| Problem requirements |
Write out all of the entries exactly as given.

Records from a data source

┄┄┄┄┄┄┄┄┄┄┄┄┄┄┄┄┄┄┄┄

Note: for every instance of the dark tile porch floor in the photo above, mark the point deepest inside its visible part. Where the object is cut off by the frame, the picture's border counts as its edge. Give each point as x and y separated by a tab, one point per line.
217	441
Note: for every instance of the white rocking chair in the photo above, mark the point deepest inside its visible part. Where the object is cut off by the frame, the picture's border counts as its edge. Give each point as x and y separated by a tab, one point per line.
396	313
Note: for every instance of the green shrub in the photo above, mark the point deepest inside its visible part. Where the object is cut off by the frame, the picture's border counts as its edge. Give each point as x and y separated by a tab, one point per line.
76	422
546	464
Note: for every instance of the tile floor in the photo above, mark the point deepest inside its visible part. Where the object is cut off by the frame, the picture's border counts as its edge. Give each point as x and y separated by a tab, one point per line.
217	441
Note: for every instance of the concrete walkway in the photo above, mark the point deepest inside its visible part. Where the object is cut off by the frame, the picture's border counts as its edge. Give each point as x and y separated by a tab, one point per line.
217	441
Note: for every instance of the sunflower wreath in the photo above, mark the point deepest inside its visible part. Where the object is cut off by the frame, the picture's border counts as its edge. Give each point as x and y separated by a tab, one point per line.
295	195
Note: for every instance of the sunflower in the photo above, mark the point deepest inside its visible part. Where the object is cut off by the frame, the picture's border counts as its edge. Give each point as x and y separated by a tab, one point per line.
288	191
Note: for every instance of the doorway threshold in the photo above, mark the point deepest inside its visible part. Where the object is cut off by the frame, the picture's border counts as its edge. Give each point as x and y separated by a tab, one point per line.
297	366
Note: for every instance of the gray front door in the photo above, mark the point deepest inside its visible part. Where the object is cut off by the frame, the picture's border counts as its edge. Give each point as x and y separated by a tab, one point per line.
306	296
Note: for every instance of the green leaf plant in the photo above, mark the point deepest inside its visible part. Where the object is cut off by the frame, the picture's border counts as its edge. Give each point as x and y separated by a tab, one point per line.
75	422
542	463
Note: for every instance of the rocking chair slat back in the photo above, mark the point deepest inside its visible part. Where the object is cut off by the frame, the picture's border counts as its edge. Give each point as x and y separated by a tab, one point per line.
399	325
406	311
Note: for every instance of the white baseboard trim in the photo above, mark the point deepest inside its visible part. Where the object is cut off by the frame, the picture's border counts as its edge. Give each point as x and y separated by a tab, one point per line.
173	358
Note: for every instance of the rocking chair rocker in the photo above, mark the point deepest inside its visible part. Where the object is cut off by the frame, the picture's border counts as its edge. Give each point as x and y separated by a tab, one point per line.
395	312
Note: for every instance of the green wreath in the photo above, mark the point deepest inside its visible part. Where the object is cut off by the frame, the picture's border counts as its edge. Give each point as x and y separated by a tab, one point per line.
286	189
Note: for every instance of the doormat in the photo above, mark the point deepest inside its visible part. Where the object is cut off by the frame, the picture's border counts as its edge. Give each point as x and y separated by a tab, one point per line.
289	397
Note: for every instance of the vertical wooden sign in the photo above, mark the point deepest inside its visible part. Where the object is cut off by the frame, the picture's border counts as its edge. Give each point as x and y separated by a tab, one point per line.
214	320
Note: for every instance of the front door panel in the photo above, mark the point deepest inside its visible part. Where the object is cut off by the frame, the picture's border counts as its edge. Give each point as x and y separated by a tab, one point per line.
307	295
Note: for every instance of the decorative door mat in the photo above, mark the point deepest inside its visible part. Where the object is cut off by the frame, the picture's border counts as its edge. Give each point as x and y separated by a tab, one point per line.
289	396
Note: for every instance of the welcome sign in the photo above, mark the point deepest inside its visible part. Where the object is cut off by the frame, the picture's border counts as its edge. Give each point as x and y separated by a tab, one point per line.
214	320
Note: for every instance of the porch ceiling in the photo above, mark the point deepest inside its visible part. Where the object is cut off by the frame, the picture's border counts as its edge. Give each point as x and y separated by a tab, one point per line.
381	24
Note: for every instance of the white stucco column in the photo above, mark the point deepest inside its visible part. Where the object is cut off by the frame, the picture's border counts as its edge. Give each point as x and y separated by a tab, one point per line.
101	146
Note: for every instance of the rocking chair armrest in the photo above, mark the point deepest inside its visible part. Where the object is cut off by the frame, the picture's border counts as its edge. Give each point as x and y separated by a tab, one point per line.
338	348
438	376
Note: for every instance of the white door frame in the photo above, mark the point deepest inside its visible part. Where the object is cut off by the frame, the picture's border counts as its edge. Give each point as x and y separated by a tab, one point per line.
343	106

┄┄┄┄┄┄┄┄┄┄┄┄┄┄┄┄┄┄┄┄

| Answer for this exercise |
Note: for every instance of the dark tile porch floor in the photo above, mark the point deepest inside its visible part. Where the object is cut off by the frame, the picture's border counts as its edge. Give each point as x and y separated by a tab, one point per line.
217	441
Note: for every instance of the white rocking chair in the photo above, mark the point deepest inside its visible part. Where the object is cut off by the frame, the picture's border counts as its edge. Give each point as x and y separated by a tab, one point per line.
396	313
Note: for every instance of the green shrub in the photo above, mark the point deepest inside its visible part. Where the object is cut off by the frame, the picture's border counts as its edge. Give each point as x and y separated by a tab, one point per line.
76	422
546	464
Note: for every instance of the tile floor in the photo above, mark the point deepest inside its visible part. Where the object is cut off by the frame, the picture's border counts as its edge. Give each point as x and y separated by a tab, one point per line.
217	441
Note: for every instance of the concrete walkway in the photo above, mark the point deepest inside its visible part. Where the object is cut off by the frame, the picture's border counts as its edge. Give each point as x and y separated by a tab, one point per line.
217	441
Note: for every instance of the sunflower wreath in the photo above, mark the point deepest inside its visible part. Where the object is cut off by the frame, the picture's border counts as its edge. Give each point as x and y separated by a tab, one point per line.
295	195
Note: for every instance of the sunflower in the photo above, mark the point deepest inside its visible part. Where the object is cut off by the frame, the picture's border counts as its edge. Give each point as x and y separated by a tab, one point per line.
288	191
Note: for every instance of the doorway threshold in the photo above, mark the point deepest inside its visible part. Where the object is cut off by the frame, the picture's border counts as its edge. Give each point as x and y separated by a tab, one point per line.
297	366
Note: for every instance of the gray front door in the photo above, mark the point deepest inside its visible part. Where the object is cut off by the frame, the picture's border counts as its edge. Give each point as x and y separated by a tab, one point per line.
306	296
Note: for every instance of the green leaf plant in the photo above, mark the point deepest inside its visible part. Where the object is cut off by the frame, the picture's border counts as its edge. Give each point as x and y separated by a tab, one point per line.
75	422
542	463
Note: for every instance of the rocking chair slat back in the photo above, mark the point deepest inside its visible part. Where the object is cut off by the frame, the picture's border counts as its edge. Give each point as x and y separated by a tab, one point per line.
399	325
406	311
Note: for every instance of the white baseboard trim in the photo above, mark the point deepest inside its visible part. Where the object is cut off by the frame, the picture's border counts as its edge. Give each point as x and y separated by a tab, one point per line.
173	358
Note: for every instance of the rocking chair rocker in the photo above, mark the point deepest inside its visible part. Where the object is cut off by the frame, the picture's border counts as its edge. Give each point as x and y separated by a tab, one point per line.
395	312
Note: for every instance of the green wreath in the photo above, mark the point deepest inside its visible part. Where the object is cut off by the frame, the picture's border counts as its edge. Give each point as x and y separated by a tab, one point per line.
286	189
Note: for every instance of the doormat in the photo above, mark the point deepest inside its visible part. Where the object is cut off by the frame, the picture's border counts as its edge. Give each point as x and y separated by a tab, one point per line.
289	397
Note: for every instance of the vertical wooden sign in the photo above, mark the point deepest inside its visible part. Where the object is cut off by the frame, the picture's border counts as its edge. Give each point as x and y separated by a tab, one point per line.
214	320
Note: for every instance of the front door panel in the photo above, mark the point deepest inside its visible part. Where the object is cut off by the frame, the picture's border counts as its edge. Give each point as x and y separated by a tab, one point per line.
307	295
Note: for every instance of the decorative door mat in the photo above, mark the point deepest inside its visible part. Where the object is cut off by the frame, the picture's border counts as its edge. Give each point as x and y separated by a tab, one point per line.
289	396
Note: for every instance of the welcome sign in the photo above, mark the point deepest inside its visible part. Where the object is cut off by the frame, the picture's border counts as its edge. Give each point as x and y separated by a tab, one point per line.
214	320
Note: for every instance of the porch ceiling in the photo above, mark the point deepest inside its visible part. Where the object is cut off by the frame, the picture's border counts as its edge. Give each point as x and y separated by a tab, one point per line.
381	24
Note: for every instance of the white stucco column in the photo above, mark the point deepest inside its visible part. Where the object is cut off by the frame, the picture's border counts as its edge. Give each point as x and y separated by a tab, one point per line.
101	146
Note: for every instance of the rocking chair armrest in the photo above, mark the point deepest inside its visible part. Where the object is cut off by the frame, the picture's border counts as its edge. Give each point as x and y separated by a tab, one point per line.
338	348
438	376
Note: for every instance of the white door frame in the photo above, mark the point deepest inside its visible part. Where the object is cut off by the frame, the picture's border counts as its edge. Give each point as x and y separated by a tab, one point per line.
343	106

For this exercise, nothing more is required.